TEXTO PARA ANÁLISE:
....

Das escolas às missões, do dia-a-dia em Angola até aos alvores (e dissabores) da famosa Casa dos Estudantes do Império e à fundação do MPLA, Azancot leva-nos a percorrer o caminho que conduziu depois aos movimentos de libertação, à guerrilha interna, à resistência no exterior e, já no MPLA, a situações que muito o entristeceram: exageros de propaganda, violências, abusos de poder, crimes. Que ele explicita com desassombro em muitos exemplos e atitudes. Já na segunda metade do livro (pág. 208), Azancot escreve: “Sobre o reinado de Neto caiu um pano negro de prepotências e de espezinhamento dos direitos mais elementares do cidadão; direitos pelos quais tantos se bateram e empenharam a sua vida em defesa da luta de emancipação nacional. Slogans e cantos revolucionários bem ritmados foram abafando gradualmente os gritos das vítimas inocentes e serviram de cortina de fumo e de música de fundo a uma incrível onda de repressão, cega, sádica e sanguinária que se abateu sobre Angola.” Ainda que não culpasse Agostinho Neto directamente por tais desmandos (“Ergue-te do mausoléu e aponta os criminosos que mataram e roubaram em teu nome. Quem foram?”, escreve Azancot), o autor sofreu demasiado com tudo isto, com a desumanização forçada a que assistiu. Com notas, abundantes e detalhadíssimas, de Carlos Pacheco, o livro fica como um testemunho essencial para repensar Angola e o MPLA.

....

Itens de um conjunto de dados:
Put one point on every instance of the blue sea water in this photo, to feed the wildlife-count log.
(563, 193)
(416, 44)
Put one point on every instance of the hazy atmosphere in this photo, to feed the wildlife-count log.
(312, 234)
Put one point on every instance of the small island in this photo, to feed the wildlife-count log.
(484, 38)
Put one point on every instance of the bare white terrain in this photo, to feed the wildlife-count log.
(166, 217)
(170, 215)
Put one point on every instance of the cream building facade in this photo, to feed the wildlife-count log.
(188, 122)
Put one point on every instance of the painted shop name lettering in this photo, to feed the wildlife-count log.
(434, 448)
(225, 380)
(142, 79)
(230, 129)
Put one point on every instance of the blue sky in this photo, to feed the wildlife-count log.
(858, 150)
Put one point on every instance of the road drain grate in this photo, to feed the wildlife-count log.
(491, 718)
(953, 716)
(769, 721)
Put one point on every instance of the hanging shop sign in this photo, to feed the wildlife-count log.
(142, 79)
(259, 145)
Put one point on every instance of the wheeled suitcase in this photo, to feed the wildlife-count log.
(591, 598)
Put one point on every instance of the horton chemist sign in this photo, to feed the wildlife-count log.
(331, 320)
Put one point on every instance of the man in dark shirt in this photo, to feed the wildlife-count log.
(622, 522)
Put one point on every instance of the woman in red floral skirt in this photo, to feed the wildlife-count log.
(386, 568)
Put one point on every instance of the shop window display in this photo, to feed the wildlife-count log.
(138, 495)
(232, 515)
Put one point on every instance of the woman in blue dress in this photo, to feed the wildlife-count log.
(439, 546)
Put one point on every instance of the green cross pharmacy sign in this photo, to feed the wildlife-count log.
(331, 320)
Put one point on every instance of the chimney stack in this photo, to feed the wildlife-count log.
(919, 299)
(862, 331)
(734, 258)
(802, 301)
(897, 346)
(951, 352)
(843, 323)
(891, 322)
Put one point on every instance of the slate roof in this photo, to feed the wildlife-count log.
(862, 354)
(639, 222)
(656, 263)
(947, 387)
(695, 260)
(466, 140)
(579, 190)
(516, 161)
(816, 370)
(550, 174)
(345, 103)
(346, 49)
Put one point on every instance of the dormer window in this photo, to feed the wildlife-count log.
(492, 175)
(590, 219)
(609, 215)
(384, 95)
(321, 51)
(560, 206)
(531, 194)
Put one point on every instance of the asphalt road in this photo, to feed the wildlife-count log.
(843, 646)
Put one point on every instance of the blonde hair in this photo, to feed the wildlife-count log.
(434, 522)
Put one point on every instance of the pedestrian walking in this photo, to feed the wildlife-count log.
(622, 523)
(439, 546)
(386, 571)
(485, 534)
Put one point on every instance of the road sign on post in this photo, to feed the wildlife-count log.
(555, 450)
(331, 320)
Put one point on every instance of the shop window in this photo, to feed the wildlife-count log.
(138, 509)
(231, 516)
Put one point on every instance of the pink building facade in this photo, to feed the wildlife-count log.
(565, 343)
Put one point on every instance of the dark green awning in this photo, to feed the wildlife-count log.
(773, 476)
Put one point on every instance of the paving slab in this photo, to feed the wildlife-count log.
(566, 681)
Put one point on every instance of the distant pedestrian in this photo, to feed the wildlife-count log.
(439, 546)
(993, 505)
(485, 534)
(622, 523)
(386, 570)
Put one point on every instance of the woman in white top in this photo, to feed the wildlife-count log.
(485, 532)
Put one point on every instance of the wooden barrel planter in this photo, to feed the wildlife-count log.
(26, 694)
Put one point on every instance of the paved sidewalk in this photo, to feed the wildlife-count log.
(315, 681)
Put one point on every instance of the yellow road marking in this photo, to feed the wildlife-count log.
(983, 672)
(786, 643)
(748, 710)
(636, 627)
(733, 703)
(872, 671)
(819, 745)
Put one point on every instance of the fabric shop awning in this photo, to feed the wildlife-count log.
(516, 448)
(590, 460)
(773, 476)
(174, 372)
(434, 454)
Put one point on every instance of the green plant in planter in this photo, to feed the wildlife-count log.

....

PROBLEMAS A RESOLVER:
#1 Segundo o texto, quem escreveu as notas que acompanham o livro de Azancot?
#2 Resuma o texto em duas frases.
Responda apenas com base no texto.

RESULTADOS DO EXERCÍCIO:
#1 Carlos Pacheco.

#2 Azancot percorre o caminho que vai das escolas e missões em Angola, passando pela Casa dos Estudantes do Império e pela fundação do MPLA, até aos movimentos de libertação, e expõe com desassombro os exageros de propaganda, violências, abusos de poder e crimes que o entristeceram no MPLA. Sem culpar Agostinho Neto diretamente, descreve a onda de repressão que marcou o reinado de Neto, e o livro, com notas detalhadíssimas de Carlos Pacheco, fica como testemunho essencial para repensar Angola e o MPLA.